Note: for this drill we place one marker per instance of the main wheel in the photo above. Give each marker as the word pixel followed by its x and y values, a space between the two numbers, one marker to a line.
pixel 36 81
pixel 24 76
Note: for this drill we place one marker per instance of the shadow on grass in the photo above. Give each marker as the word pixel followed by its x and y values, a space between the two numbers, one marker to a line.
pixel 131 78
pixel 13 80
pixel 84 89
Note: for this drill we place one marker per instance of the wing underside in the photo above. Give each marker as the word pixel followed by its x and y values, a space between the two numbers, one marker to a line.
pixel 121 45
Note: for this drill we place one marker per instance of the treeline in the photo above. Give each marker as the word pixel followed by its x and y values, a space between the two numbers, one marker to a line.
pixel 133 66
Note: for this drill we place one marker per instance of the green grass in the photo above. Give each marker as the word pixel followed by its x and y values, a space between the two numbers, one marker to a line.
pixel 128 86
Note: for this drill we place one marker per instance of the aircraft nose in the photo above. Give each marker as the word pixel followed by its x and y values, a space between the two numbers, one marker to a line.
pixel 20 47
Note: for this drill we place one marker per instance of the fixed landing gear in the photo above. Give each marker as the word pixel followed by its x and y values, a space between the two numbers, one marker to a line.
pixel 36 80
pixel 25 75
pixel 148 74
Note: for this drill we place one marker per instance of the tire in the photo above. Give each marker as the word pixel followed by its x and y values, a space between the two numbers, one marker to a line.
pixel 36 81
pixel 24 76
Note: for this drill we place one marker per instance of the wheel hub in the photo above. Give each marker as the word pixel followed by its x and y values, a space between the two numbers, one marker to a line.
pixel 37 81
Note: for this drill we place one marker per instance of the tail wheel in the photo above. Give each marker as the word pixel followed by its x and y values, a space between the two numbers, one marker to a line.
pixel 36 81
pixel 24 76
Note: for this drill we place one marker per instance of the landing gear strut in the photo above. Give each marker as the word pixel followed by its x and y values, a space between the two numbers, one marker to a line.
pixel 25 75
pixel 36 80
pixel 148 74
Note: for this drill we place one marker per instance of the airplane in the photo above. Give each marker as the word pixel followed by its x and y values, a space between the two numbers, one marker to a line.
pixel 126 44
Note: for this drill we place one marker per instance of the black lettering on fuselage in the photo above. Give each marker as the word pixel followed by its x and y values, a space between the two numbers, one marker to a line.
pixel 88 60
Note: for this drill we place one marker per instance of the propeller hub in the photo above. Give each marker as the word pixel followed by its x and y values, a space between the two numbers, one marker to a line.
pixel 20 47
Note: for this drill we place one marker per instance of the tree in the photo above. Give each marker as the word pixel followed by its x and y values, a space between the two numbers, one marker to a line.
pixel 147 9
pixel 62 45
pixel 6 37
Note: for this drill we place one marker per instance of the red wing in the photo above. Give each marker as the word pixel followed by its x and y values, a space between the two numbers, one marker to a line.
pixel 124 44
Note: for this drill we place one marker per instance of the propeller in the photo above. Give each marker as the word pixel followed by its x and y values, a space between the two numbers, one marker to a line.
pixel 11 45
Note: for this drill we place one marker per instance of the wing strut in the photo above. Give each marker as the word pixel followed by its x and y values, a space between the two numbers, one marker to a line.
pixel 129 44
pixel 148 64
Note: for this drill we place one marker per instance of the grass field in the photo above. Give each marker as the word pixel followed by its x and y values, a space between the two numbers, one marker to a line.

———

| Task description |
What this exercise asks for is an exact copy of all the records.

| Response area |
Note: for this drill we place one marker per instance of the main wheel in the photo above. Give each marker as the word pixel followed by its x and y values, a space between the two numbers, one marker to a line.
pixel 36 81
pixel 24 76
Note: for this drill we place one marker per instance of the shadow on grass in the photo above. Give each marker as the word pixel followed by its x and y values, a space between the two numbers, one marker to a line.
pixel 131 78
pixel 13 80
pixel 84 89
Note: for this drill we place one marker per instance of the wing underside in the photo above. Give each marker as the word pixel followed by its x and y values, a space between the two numbers, one marker to a line.
pixel 121 45
Note: for this drill we place one marker per instance of the treeline in the photo above. Give each marker as the word pixel followed by its x and y values, a space between the two numbers, one marker to a line.
pixel 133 66
Note: for this drill we place one marker per instance of the green grass in the photo above. Give each marker as the word pixel followed by its x and y values, a space between the two numbers, one marker to a line.
pixel 128 86
Note: for this drill we place one marker per instance of the aircraft nose in the photo above. Give each marker as the word pixel followed by its x and y values, a space between the two numbers, one marker to a line.
pixel 20 47
Note: for this drill we place one marker per instance of the fixed landing gear in the photo above. Give each marker as the word pixel followed by its x and y values, a space between the two numbers, one marker to a line.
pixel 36 80
pixel 25 75
pixel 148 74
Note: for this drill we place one marker per instance of the tire in the photo above. Give each marker as the word pixel followed by its x and y values, a space between the two numbers, one marker to a line.
pixel 36 81
pixel 24 76
Note: for this drill we place one marker per instance of the wheel hub in the photo above. Give each marker as the word pixel followed by its x and y values, a space between the two numbers, one marker to a line.
pixel 37 81
Note: for this drill we place one marker per instance of the tail wheel in the photo above. Give each marker as the word pixel followed by its x and y values, a space between the two numbers, one marker to a line.
pixel 36 81
pixel 24 76
Note: for this drill we place one marker per instance of the landing gear strut in the photo above. Give each marker as the word pixel followed by its x and y values, a space between the two numbers, one marker to a line.
pixel 25 75
pixel 36 80
pixel 148 74
Note: for this drill we place one marker per instance of the airplane in the photo above. Give each marker as the word pixel followed by its x and y values, a space between the two numbers, one marker to a line.
pixel 126 44
Note: for this drill we place one marker per instance of the black lettering on fuselage in the photo above. Give each marker as the word pixel followed by its x and y values, a space between the two numbers, one marker to a line.
pixel 88 60
Note: for this drill we place one marker per instance of the propeller hub in the photo above. Give each marker as the word pixel followed by its x and y values, a space between the two numbers, one marker to a line.
pixel 20 47
Note: for this drill we place one marker per instance of the tree in the photo above. Give each marker as the word pixel followed by its x and y values, a space between the two numbers, one marker to a line.
pixel 147 9
pixel 62 45
pixel 6 37
Note: for this drill we place one marker per instance of the red wing in the photo above. Give each marker as the word pixel followed by its x and y values, a space between the two numbers, one marker to a line.
pixel 124 44
Note: for this drill we place one marker per instance of the propeller in the photo above. Give each marker as the word pixel followed by its x and y values, a space between the two numbers, one marker to a line.
pixel 11 45
Note: for this drill we place one marker per instance of the wing strut in the photo above. Give each marker as the word pixel followed by its x and y values, a space between the two numbers, one marker to a line.
pixel 129 44
pixel 148 64
Note: for this drill we place one marker per instance of the grass field in the photo above. Give each marker as the word pixel followed by its x and y values, a space between the two numbers, one marker to a line.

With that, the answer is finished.